Continue the article on Purview classifier confidence levels and scoring from where it stops.
** Opening Text section block **
All views expressed in this blog are my own and do not necessarily represent those of my employer.

Seppala365.cloud

One foot in the future

Purview under the hood: Classifier confidence scoring, rule packs and the inconsistency of bundled SITs

  1. The fundamentals
  2. A closer look at confidence levels
  3. Understanding rule packs
  4. Reverse-engineering confidence scoring with PowerShell
  5. The inconsistent confidence criteria of (some) bundled SITs

Content classification in Microsoft Purview services is a familiar and trusted feature to an increasing number of organizations – cloud or endpoint services look at pieces of text or images and use various so-called classifiers to determine whether the content contains information that warrants targeted audit logging, informative policy tips, encryption, sharing restrictions or other controls.

Microsoft calls these classifiers Sensitive Information Types or SITs. This article assumes at least passing familiarity with them and doesn’t aim to explain the basics. I will use the terms sensitive information type, SIT and classifier interchangeably.

Microsoft provides a wide range of built-in classifiers and you can also build your own. Commonly-used built-in SITs include ones like..

  • Credit card number
  • Microsoft Entra user credentials
  • International banking account number (IBAN)
  • IP address (v4 or v6)

A significant part of my work with Purview services revolves around using the right SITs in the right way to accomplish a customer’s data security goals. A key part in utilizing any SIT is choosing the correct confidence level for your use case – and this is what I’ll focus on in this article.

In my opinion, the finer points of SIT confidence levels are easy to miss because understanding them requires close inspection of available documentation and even programmatic access to classifier definitions.

The fundamentals

Content evaluated against a sensitive information type is assigned a confidence level for a match against that SIT based on a number of factors that are unique for each classifier.

There are typically three confidence levels available for each feature (for ex. Data Loss Prevention, Auto-Labeling) that uses SIT matches as a condition: Low, Medium or High. This binning simplifies usage but also obfuscates the true numerical granular scoring scale under the hood, which runs from 0 to 100. Let’s call this granular scale the confidence score – it’s not an official name, as the numerical scale is also referred to as the confidence level when looking at classifier results, but it helps us differentiate the two concepts.
** Closing Text section block **
** Opening Records provided block **
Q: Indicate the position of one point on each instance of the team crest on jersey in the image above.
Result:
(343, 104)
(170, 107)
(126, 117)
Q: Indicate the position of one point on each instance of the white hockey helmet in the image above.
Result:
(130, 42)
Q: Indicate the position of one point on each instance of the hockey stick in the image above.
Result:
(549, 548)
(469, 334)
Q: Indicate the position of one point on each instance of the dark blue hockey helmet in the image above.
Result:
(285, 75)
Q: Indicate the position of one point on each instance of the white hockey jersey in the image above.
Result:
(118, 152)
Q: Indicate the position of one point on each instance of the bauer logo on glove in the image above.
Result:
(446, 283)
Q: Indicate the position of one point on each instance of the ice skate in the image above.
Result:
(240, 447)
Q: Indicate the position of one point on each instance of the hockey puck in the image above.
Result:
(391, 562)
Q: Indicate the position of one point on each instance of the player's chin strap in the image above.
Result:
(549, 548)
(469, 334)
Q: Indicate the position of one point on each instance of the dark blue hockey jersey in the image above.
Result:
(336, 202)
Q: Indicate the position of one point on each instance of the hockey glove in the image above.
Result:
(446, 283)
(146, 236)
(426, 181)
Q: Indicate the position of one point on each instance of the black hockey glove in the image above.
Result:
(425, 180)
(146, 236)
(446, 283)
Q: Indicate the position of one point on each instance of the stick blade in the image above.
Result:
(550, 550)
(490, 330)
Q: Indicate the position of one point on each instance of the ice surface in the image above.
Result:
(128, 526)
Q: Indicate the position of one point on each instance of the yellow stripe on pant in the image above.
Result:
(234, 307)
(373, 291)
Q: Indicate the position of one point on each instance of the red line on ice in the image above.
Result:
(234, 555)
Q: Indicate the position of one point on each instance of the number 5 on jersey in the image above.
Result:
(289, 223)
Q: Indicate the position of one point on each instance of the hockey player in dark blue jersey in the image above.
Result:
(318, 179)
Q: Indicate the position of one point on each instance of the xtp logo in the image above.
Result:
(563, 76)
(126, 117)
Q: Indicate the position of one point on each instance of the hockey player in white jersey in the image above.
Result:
** Closing Records provided block **
Result for this exercise ▸
Based on their confidence score, matches to Purview classifiers are typically assigned to confidence levels as follows:

0 to 64: No match

65 to 74: Low

75 to 84: Medium

85 to 100: High

The key thing to understand here is that different SITs leverage confidence level binning in very different ways. If you don’t understand how the specific SITs you use assign confidence levels, you will potentially misuse them in DLP rules and other controls.

In short, a High confidence match isn’t always what you want – while sometimes it’s the only viable option to avoid an unbearable percentage of false positives. A few pointers:

  • SITs often have pre-defined criteria for only one or two confidence levels – for ex. only High and Medium.
  • There is variance between SITs in what is required to obtain a match with a confidence score high enough for each confidence level – although there are some commonalities as well.
  • Combined SITs (for example IP address) can have looser criteria required to reach high confidence levels compared to the individual SITs they are comprised of – in this case, IP address V4 & IP address V6).

To illustrate some of the discussed concepts, let’s look at the classifier for credit card numbers.

  • For a Medium confidence match by that SIT, content needs to contain the predefined pattern for credit card numbers and this content needs to pass the Luhn test.
  • For a High confidence match, an additional check also needs to be passed. The evaluated content (a file, email, Teams message etc.) needs to have one of the following within 300 characters of the valid credit card number:

A closer look at confidence levels

So, how can we get a grip on how confidence levels are determined for a sensitive information type we would like to use?

The first, most straightforward way is to access the documentation for the SIT you want to use in the SIT entity definition reference in Microsoft Learn. There, you’ll find a written descriptions of what each classifier looks for in terms of patterns and keywords. For some – but not all – classifiers, you’ll also find the confidence level definitions both in written and in XML format.

The XML-formatted exact definition is particularly interesting since it shows the exact numerical confidence scores and the associated criteria that the classifier adheres to. In it, you also have more key information like:

  • The pattern proximity value, or how far apart the primary pattern (for ex. valid credit card number) and supporting evidence like keywords (“cvn”, “cvv2”, “security code” etc.) can be from each other to produce a High confidence match.
  • The recommended confidence level from Microsoft. This is the confidence level offered for the SIT by default in contexts like the DLP rule editor. It might – or might not! – be optimal for your use case.

If it seems to you like the XML definition snippet hints at a more expansive root source for classifier definitions outside of Learn documentation, you are correct. That source is called a rule package.

Understanding rule packs

Classifier rule packages are one of those parts of Purview you might never come across if you build your data security solutions exclusively through the graphical user interface of the Purview portal.

Rule packs contains the technical definitions for almost everything related to sensitive information types. Let’s have a look at the largest of them, which holds 223 SITs.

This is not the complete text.